→ Study text:
# Unstructured File

This notebook is a copy of the [Unstructured File notebook](https://python.langchain.com/docs/integrations/document_loaders/unstructured_file) that covers how to use `Unstructured` package to load files of many types.\
`Unstructured` currently supports loading of text files, *powerpoints*, *html*, *pdfs*, *images*, and more.

In [1]:
# import nltk
# nltk.download('punkt')

In [2]:
from langchain_community.document_loaders import UnstructuredFileLoader
loader = UnstructuredFileLoader("./example_data/state_of_the_union.txt")
docs = loader.load()
docs[0].page_content[:400]

'Madam Speaker, Madam Vice President, our First Lady and Second Gentleman. Members of Congress and the Cabinet. Justices of the Supreme Court. My fellow Americans.\n\nLast year COVID-19 kept us apart. This year we are finally together again.\n\nTonight, we meet as Democrats Republicans and Independents. But most importantly as Americans.\n\nWith a duty to one another to the American people to the Constit'

## Load list of files

In [3]:
files = ["./example_data/whatsapp_chat.txt", "./example_data/layout-parser-paper.pdf"]
loader = UnstructuredFileLoader(files)
docs = loader.load()    
docs[0].page_content[:400]

'\n\n\n[05.05.23\n15:48:11] James: Hi here\n\n\n[11/8/21\n9:41:32 AM] User name: Message 123\n\n\n1/23/23\n3:19 AM - User 2: Bye!\n\n\n1/23/23\n3:22_AM - User 1: And let me know if anything changes\n\n\n[1/24/21\n12:41:03 PM] ~ User name 2: Of course!\n\n\n[2023/5/4\n16:13:23] ~ User 2: See you!\n\n\n7/19/22\n11:32\u202fPM - User 1: Hello\n\n\n7/20/22\n11:32\u202fam - User 2: Goodbye\n\n\n4/20/23\n9:42\u202fam - User 3: <Media omitted>\n\n\n6/29/23\n12'

## Retain Elements

Under the hood, Unstructured creates different “elements” for different chunks of text. By default we combine those together, but you can easily keep that separation by specifying mode="elements".

In [4]:
loader = UnstructuredFileLoader(
    "./example_data/state_of_the_union.txt", mode="elements"
)

docs = loader.load()

docs[:5]

[Document(page_content='Madam Speaker, Madam Vice President, our First Lady and Second Gentleman. Members of Congress and the Cabinet. Justices of the Supreme Court. My fellow Americans.', metadata={'source': './example_data/state_of_the_union.txt', 'file_directory': './example_data', 'filename': 'state_of_the_union.txt', 'last_modified': '2024-03-19T10:36:35', 'languages': ['eng'], 'filetype': 'text/plain', 'category': 'NarrativeText'}),
 Document(page_content='Last year COVID-19 kept us apart. This year we are finally together again.', metadata={'source': './example_data/state_of_the_union.txt', 'file_directory': './example_data', 'filename': 'state_of_the_union.txt', 'last_modified': '2024-03-19T10:36:35', 'languages': ['eng'], 'filetype': 'text/plain', 'category': 'NarrativeText'}),
 Document(page_content='Tonight, we meet as Democrats Republicans and Independents. But most importantly as Americans.', metadata={'source': './example_data/state_of_the_union.txt', 'file_directory': '.

→ Data shown:
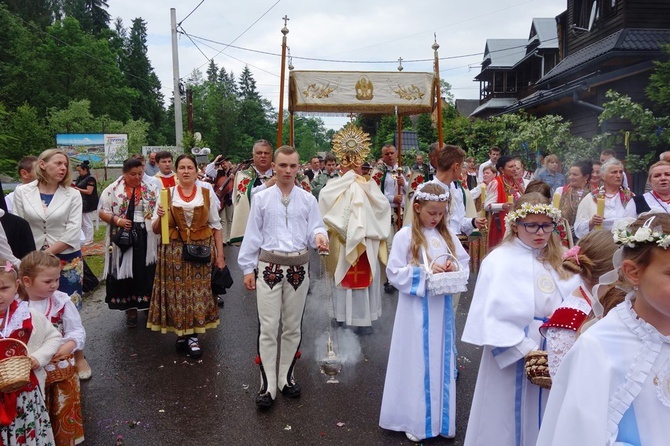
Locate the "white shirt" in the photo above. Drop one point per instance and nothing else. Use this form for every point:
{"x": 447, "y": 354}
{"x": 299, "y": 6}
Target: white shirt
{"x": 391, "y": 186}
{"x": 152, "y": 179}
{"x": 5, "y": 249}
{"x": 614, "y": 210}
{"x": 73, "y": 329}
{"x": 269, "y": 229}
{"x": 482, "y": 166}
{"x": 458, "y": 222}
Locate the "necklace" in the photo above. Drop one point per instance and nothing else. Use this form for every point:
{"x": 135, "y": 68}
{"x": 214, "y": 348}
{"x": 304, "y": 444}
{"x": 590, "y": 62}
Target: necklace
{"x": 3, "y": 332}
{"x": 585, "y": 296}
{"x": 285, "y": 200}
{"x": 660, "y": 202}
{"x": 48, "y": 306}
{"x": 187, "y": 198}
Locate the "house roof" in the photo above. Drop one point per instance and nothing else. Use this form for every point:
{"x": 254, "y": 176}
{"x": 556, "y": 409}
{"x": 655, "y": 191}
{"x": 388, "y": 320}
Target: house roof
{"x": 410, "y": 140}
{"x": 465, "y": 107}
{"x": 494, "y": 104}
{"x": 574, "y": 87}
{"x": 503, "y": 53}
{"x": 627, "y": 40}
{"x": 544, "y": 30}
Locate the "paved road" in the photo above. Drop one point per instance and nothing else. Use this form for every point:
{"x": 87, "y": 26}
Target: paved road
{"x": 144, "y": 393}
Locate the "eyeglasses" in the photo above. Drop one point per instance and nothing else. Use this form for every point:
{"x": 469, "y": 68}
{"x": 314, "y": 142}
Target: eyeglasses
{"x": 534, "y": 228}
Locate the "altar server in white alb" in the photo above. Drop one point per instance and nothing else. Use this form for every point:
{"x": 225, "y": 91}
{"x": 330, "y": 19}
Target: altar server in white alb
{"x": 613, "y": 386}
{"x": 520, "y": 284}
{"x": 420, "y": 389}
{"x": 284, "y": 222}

→ Tasks and exercises:
(1) According to the Unstructured File notebook, what setting keeps the separate elements instead of combining them?
(2) List every file type that the Unstructured File notebook names as supported for loading.
(3) Extend the Unstructured File notebook onward from the point at which its text ends.
The rows have no role in any of this work.

→ Outputs for the tasks:
(1) Specifying mode="elements".

(2) text files, powerpoints, html, pdfs, images

(3)
## Define a Partitioning Strategy


Unstructured document loader allow users to pass in a strategy parameter that lets unstructured know how to partition the document. Currently supported strategies are "hi_res" (the default) and "fast". Hi res partitioning strategies are more accurate, but take longer to process. Fast strategies partition the document more quickly, but trade-off accuracy. Not all document types have separate hi res and fast partitioning strategies. For those document types, the strategy kwarg is ignored. In some cases, the high res strategy will fallback to fast if there is a dependency missing (i.e. a model for document partitioning). You can see how to apply a strategy to an UnstructuredFileLoader below.

In [5]:
from langchain_community.document_loaders import UnstructuredFileLoader

loader = UnstructuredFileLoader(
    "example_data/layout-parser-paper-fast.pdf", strategy="fast", mode="elements"
)

docs = loader.load()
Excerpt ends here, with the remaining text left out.